Task description: Revise the part of the listing that runs from the line containing "Where can you spot the loader" through the end of the listing, replacing "tractor" with "vehicle" and keeping everything else unchanged. Return only those lines.

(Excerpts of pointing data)
------------------------------

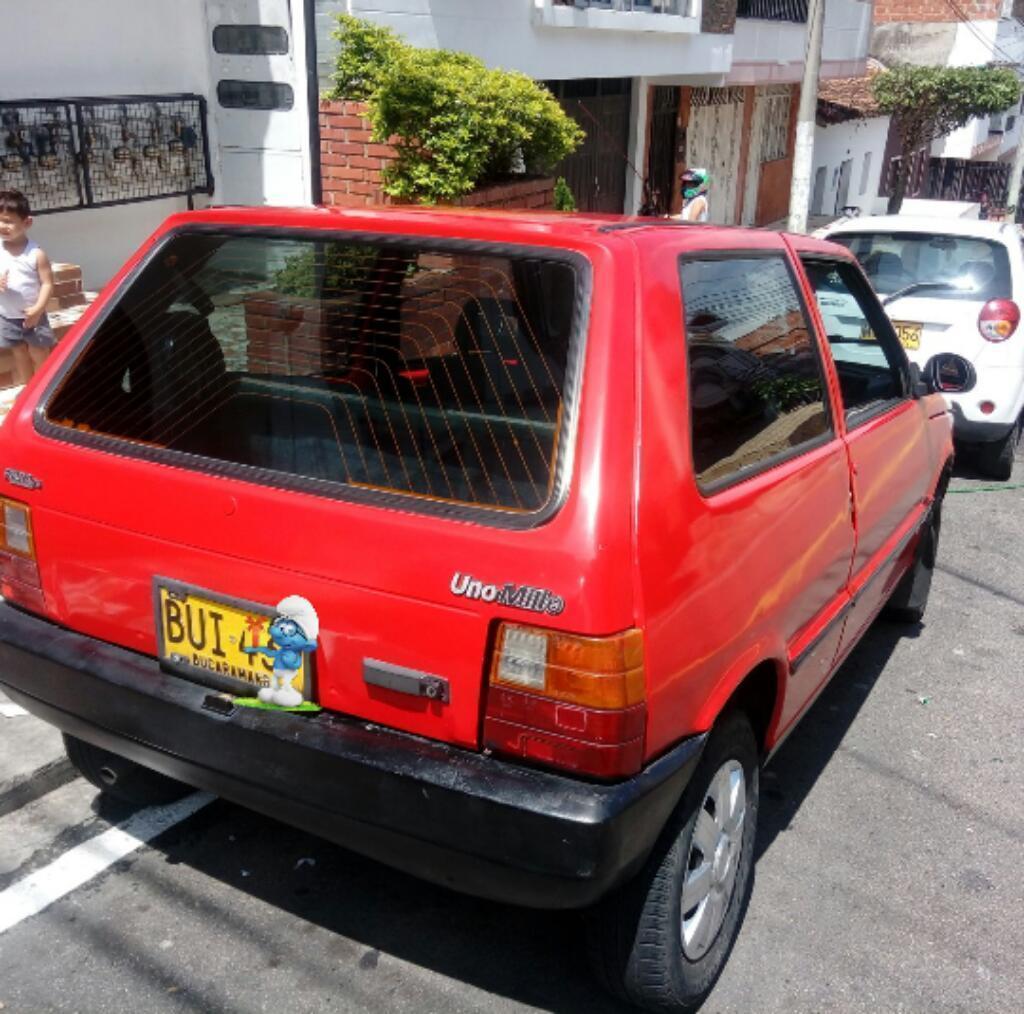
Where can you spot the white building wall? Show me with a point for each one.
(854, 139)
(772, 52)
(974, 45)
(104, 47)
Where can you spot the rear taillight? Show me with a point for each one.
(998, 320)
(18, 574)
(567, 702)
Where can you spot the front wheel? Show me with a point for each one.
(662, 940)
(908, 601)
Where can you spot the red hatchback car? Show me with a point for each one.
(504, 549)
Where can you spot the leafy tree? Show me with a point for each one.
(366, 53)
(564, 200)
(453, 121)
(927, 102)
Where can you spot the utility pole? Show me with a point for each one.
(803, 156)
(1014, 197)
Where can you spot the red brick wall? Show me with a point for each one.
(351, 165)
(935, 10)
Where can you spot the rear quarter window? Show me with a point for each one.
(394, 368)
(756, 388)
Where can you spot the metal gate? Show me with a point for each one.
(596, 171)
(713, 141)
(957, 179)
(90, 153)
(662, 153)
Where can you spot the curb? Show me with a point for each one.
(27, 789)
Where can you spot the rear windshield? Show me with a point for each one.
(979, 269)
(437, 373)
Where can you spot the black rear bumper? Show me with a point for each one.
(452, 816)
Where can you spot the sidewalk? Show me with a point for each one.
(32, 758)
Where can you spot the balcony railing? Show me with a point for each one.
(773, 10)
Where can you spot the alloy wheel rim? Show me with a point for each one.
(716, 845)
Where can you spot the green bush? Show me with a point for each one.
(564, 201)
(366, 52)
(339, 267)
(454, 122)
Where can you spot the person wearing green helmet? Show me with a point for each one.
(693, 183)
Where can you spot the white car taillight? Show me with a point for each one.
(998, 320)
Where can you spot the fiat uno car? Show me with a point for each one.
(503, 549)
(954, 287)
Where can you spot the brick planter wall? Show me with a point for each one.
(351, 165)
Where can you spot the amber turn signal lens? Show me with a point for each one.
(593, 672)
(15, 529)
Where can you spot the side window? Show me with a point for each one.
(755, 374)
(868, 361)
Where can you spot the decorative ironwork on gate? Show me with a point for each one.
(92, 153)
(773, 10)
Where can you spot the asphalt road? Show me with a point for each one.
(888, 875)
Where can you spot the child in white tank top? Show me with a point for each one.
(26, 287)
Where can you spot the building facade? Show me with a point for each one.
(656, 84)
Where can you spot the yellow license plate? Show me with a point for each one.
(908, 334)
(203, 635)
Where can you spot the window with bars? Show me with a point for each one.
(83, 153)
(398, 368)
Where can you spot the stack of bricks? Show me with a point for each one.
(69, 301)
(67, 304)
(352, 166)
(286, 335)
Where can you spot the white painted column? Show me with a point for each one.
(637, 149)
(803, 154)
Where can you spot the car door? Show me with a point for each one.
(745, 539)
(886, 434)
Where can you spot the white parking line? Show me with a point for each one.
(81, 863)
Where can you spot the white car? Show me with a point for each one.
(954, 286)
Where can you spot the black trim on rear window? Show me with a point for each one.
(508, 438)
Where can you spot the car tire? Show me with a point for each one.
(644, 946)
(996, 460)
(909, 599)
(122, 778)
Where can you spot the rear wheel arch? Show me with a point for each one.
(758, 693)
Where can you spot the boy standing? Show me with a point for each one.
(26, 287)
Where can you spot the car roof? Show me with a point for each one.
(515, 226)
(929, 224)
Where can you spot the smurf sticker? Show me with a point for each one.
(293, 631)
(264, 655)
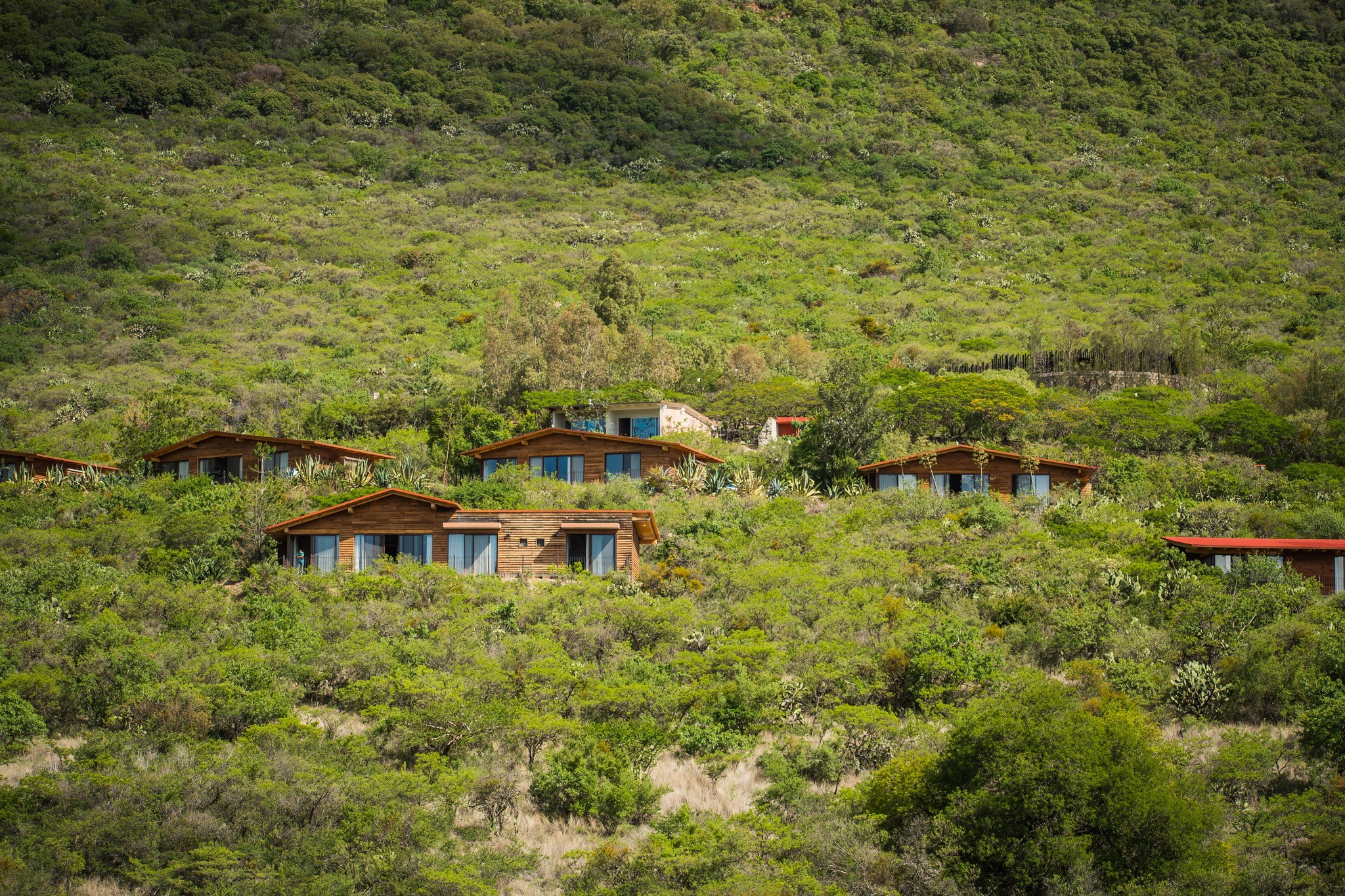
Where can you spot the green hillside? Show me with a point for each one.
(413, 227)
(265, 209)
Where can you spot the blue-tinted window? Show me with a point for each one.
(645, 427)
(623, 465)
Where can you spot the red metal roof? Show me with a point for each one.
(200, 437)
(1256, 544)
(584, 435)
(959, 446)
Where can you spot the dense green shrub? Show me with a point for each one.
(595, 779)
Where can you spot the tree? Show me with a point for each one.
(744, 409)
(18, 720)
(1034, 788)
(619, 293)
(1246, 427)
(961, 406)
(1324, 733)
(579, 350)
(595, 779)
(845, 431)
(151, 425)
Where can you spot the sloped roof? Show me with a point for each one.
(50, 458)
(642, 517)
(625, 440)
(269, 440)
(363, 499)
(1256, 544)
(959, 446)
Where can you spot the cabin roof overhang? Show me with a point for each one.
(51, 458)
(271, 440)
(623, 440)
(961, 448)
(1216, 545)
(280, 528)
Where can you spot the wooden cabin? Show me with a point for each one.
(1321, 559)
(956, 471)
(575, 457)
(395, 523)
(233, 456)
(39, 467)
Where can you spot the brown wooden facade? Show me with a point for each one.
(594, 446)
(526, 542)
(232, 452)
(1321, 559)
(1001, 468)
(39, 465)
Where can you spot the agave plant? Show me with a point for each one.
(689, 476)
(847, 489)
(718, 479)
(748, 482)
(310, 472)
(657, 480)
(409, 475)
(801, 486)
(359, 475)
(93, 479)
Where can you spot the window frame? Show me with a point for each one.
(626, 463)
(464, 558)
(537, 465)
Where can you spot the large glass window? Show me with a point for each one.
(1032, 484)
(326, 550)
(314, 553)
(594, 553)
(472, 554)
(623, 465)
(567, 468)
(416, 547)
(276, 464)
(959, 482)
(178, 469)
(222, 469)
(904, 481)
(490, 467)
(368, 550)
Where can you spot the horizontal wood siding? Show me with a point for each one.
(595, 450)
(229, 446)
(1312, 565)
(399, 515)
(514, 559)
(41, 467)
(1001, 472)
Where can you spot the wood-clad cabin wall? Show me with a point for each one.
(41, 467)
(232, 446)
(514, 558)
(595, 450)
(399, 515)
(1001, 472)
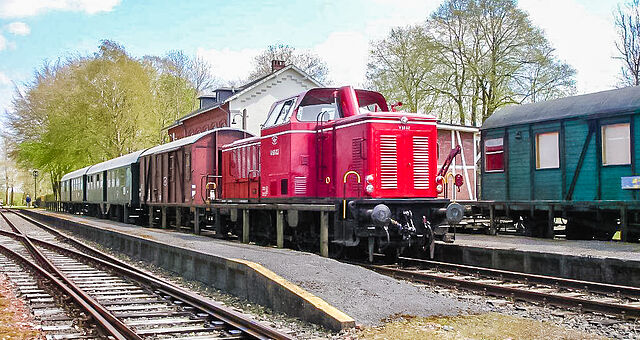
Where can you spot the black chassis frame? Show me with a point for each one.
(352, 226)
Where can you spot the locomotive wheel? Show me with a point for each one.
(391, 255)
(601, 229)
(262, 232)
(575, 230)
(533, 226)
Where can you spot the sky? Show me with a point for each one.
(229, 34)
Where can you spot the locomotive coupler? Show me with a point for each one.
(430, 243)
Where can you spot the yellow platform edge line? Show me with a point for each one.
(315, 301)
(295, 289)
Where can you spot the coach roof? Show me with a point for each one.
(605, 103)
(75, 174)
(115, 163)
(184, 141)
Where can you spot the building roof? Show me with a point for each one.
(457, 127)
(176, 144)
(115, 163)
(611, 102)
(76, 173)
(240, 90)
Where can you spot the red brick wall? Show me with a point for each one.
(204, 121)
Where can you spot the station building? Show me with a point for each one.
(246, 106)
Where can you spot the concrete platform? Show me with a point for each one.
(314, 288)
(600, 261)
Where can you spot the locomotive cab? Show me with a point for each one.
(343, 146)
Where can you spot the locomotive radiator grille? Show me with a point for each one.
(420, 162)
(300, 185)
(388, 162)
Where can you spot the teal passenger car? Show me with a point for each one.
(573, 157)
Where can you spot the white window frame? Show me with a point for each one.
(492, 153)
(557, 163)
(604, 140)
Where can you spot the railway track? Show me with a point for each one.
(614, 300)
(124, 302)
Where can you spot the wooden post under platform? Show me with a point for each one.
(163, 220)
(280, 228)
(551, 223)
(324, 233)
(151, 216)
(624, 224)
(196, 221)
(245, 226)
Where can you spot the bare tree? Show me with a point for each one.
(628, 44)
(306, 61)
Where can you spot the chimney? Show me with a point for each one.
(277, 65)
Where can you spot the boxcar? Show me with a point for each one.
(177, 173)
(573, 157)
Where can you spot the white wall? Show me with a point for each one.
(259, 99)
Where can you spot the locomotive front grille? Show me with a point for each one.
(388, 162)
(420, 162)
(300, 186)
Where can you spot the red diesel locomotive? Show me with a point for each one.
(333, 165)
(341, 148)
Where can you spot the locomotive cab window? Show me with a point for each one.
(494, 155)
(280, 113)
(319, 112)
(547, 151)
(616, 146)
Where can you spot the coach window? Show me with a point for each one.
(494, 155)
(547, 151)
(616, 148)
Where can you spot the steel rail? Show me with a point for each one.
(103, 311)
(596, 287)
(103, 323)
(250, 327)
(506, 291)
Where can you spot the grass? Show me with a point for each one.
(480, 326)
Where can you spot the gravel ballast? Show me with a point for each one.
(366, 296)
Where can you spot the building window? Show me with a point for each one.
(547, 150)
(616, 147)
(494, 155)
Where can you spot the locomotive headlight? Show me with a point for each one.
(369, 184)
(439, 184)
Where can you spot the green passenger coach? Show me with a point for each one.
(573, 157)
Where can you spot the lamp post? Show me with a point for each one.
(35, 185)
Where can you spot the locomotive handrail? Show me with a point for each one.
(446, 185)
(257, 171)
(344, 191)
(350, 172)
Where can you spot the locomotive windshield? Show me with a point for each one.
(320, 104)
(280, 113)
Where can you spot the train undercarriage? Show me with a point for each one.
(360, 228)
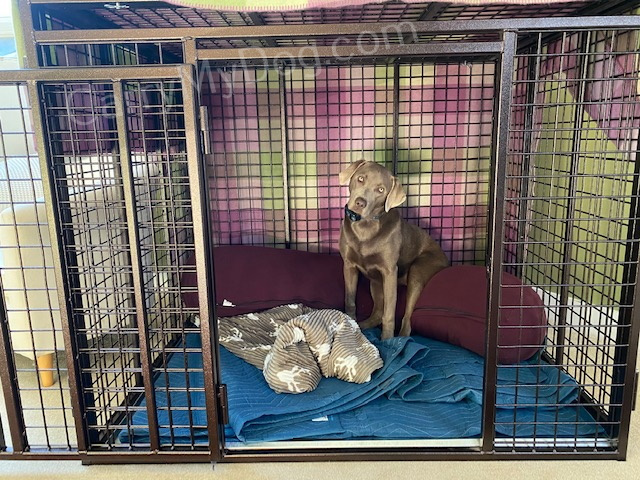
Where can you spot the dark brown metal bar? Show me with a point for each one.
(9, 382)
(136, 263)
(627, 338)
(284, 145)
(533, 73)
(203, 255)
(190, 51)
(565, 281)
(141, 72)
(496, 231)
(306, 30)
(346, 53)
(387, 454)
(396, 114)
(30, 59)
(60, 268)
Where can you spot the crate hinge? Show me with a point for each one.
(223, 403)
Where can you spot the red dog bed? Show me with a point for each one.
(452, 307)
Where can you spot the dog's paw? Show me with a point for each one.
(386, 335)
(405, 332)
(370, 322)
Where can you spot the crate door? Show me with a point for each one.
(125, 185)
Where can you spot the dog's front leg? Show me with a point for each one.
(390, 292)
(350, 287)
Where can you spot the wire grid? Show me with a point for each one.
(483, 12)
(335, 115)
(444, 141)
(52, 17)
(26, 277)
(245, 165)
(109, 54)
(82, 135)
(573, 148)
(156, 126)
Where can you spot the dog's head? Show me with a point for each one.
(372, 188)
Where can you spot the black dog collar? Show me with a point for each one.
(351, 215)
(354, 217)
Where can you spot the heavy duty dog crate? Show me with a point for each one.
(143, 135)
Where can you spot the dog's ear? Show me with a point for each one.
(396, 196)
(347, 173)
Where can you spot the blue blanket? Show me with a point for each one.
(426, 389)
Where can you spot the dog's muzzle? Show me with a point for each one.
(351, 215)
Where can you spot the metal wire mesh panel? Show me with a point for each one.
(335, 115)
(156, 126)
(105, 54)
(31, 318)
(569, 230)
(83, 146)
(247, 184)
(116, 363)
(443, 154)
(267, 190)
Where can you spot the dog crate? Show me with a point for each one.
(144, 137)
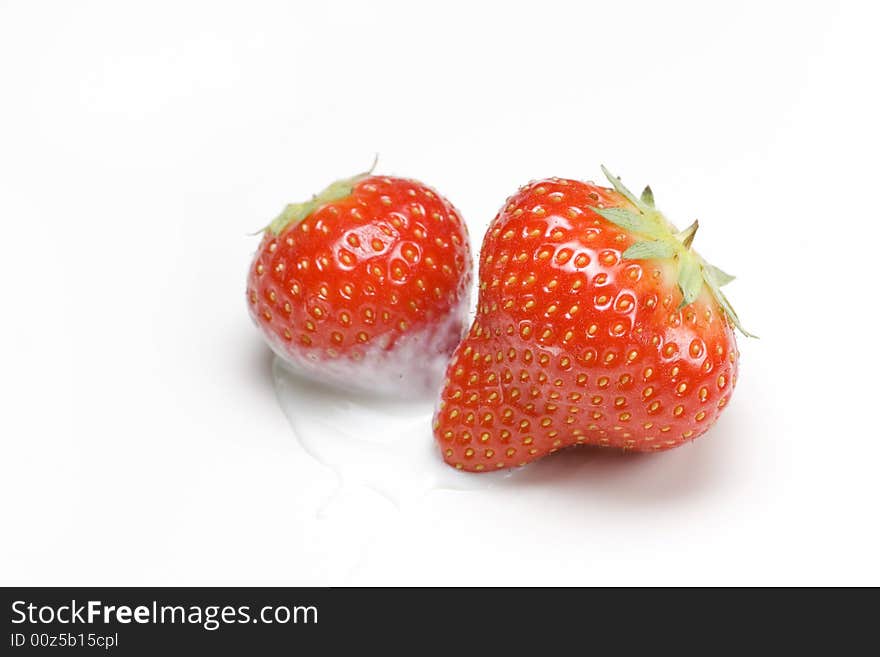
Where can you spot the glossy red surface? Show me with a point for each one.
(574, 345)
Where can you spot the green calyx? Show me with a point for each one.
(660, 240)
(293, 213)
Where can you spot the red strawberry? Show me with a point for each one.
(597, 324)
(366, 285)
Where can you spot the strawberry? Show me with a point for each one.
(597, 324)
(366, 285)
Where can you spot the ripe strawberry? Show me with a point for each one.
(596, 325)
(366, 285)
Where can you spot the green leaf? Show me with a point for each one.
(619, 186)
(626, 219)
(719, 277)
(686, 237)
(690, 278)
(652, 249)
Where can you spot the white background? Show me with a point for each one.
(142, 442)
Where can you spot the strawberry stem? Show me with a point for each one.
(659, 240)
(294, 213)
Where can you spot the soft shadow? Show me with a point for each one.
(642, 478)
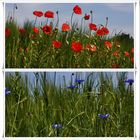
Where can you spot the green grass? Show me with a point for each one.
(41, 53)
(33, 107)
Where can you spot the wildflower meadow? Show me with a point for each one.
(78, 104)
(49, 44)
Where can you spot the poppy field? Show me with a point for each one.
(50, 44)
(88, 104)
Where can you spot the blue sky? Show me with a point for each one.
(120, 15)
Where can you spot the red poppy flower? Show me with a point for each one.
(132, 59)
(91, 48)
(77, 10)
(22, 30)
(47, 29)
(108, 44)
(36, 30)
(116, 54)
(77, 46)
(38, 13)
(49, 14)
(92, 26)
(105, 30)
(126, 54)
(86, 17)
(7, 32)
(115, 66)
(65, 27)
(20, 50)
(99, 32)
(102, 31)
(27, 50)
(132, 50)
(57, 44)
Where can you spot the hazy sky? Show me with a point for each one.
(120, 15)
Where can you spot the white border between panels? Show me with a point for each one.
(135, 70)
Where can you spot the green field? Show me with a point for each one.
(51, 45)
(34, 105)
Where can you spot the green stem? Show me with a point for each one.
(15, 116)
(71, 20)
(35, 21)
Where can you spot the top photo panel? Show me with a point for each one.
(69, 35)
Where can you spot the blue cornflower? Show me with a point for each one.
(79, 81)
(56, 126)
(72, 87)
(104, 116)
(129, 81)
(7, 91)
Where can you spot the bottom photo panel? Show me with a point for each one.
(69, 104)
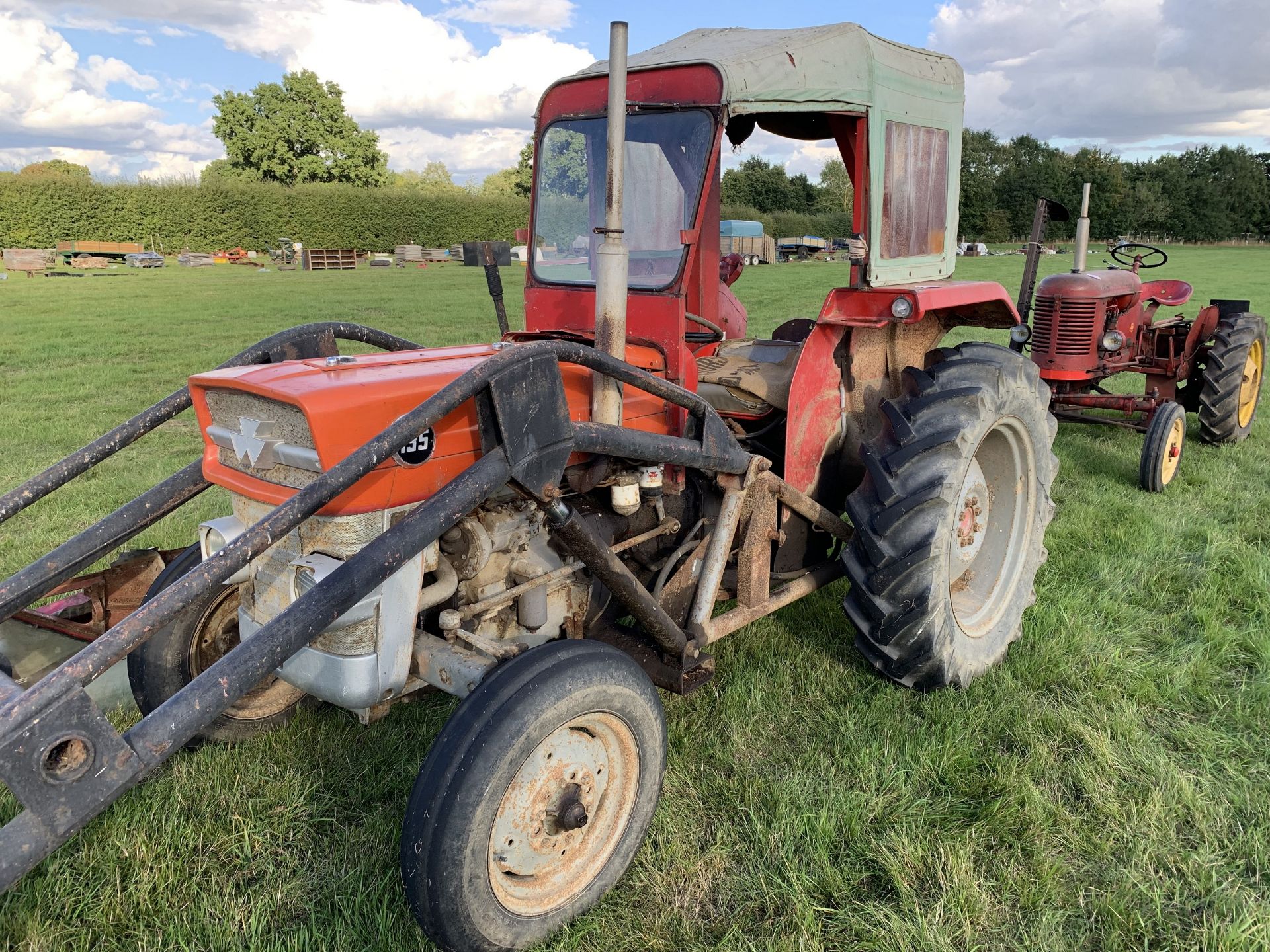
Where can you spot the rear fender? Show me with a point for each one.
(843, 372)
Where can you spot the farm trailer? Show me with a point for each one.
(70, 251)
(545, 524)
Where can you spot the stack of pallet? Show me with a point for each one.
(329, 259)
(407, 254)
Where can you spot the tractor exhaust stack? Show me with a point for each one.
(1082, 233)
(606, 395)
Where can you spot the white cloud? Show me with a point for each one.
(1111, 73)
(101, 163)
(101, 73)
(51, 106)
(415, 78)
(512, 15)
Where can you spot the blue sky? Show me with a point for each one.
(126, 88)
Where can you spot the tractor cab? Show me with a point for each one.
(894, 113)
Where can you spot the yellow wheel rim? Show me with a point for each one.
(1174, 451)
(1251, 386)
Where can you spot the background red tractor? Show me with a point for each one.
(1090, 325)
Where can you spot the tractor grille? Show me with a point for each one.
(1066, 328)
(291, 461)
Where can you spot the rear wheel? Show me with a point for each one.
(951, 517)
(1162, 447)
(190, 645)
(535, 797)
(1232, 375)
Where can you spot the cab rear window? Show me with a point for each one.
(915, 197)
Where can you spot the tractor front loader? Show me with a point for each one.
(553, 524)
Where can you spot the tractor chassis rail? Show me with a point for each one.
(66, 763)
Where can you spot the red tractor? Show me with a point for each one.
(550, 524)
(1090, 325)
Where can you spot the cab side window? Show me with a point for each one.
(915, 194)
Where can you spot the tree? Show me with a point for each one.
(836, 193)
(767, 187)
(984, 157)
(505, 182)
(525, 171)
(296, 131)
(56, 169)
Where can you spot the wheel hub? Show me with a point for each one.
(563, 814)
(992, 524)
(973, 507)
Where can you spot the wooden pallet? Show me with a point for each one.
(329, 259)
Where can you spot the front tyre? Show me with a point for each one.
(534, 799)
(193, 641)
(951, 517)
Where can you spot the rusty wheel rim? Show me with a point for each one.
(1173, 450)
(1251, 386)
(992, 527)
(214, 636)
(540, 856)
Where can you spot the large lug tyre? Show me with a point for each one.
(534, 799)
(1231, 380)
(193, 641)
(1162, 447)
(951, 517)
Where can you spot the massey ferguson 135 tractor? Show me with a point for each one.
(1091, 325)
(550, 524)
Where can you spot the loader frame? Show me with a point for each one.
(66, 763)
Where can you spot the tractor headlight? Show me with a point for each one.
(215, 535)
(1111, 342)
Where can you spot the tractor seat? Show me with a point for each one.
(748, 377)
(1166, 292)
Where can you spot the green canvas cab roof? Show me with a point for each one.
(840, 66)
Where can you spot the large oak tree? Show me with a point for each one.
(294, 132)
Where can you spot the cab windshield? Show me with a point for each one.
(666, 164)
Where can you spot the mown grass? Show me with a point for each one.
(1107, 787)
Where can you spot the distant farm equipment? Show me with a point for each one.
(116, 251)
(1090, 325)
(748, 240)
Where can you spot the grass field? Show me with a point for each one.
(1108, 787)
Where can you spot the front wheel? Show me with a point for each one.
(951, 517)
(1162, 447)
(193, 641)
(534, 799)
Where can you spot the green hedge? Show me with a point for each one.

------------------------------

Reply to the task:
Where can you spot the loader frame? Show me with a point for each one.
(66, 763)
Where can you spot the vehicle headlight? Show me with a point for each one.
(215, 535)
(1111, 342)
Where can you spot the vehicle seat? Show me with a point for each one.
(748, 377)
(1166, 292)
Where can you spot the green canvas cab roof? Show me with a point for each one.
(840, 66)
Where can you spot the large oak tree? Show me with a point for each one.
(294, 132)
Where can you spot the cab windshield? Show me with a point for each one.
(666, 164)
Where can you spot the mown grass? Show me with a point for each one.
(1107, 787)
Where can you spot the distant farm equipment? Show me with a point for each one.
(116, 251)
(1090, 325)
(748, 240)
Where can you spot the grass field? Show me with a point for each one.
(1108, 787)
Where can you spot the front wheel? Show me with a point for each one.
(951, 517)
(1162, 447)
(193, 641)
(534, 799)
Where can you spot the green hedge? Show me with a point for each one.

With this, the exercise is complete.